## Exercise details
Count the lines below in which "extended" appears, then give that number by itself.

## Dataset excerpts
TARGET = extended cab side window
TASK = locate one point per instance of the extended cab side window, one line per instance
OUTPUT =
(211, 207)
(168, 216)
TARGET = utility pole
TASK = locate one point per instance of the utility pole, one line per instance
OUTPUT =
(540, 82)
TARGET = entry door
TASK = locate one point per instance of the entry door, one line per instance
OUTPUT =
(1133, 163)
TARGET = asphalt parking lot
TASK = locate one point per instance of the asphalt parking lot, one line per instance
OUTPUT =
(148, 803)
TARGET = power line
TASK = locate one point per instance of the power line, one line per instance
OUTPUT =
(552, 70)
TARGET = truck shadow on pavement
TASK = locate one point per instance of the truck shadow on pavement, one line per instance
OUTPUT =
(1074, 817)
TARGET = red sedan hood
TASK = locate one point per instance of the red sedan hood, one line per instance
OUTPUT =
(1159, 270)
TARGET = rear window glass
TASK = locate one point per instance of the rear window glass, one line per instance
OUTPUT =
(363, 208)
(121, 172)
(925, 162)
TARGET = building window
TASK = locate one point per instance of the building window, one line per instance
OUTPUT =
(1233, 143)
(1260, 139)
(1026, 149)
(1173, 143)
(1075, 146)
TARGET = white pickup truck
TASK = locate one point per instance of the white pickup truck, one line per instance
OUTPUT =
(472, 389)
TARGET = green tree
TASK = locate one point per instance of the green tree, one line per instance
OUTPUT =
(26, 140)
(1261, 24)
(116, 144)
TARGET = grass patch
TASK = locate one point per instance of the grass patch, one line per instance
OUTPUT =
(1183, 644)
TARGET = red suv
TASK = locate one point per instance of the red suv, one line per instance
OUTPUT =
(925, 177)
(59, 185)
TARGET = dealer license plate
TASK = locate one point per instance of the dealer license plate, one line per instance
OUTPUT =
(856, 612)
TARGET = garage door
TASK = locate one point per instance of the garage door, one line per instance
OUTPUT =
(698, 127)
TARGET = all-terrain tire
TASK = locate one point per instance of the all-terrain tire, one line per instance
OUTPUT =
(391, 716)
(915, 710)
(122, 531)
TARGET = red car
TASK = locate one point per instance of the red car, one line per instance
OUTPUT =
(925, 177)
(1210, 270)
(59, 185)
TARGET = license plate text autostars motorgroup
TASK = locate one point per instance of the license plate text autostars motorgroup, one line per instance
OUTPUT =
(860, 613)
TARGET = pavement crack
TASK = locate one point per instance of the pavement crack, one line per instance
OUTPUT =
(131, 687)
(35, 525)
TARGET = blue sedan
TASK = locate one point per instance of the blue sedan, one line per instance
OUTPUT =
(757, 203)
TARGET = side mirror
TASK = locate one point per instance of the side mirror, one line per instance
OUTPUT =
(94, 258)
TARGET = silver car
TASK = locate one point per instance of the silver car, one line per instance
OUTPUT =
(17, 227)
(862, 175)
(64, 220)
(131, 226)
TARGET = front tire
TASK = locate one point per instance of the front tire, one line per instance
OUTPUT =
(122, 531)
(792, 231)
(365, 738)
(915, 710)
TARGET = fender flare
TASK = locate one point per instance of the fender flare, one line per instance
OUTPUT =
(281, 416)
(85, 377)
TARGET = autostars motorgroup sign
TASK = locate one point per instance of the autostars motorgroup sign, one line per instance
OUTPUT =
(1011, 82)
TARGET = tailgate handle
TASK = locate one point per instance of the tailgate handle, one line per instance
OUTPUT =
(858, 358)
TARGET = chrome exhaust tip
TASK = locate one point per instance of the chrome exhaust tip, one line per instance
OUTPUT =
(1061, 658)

## Result
2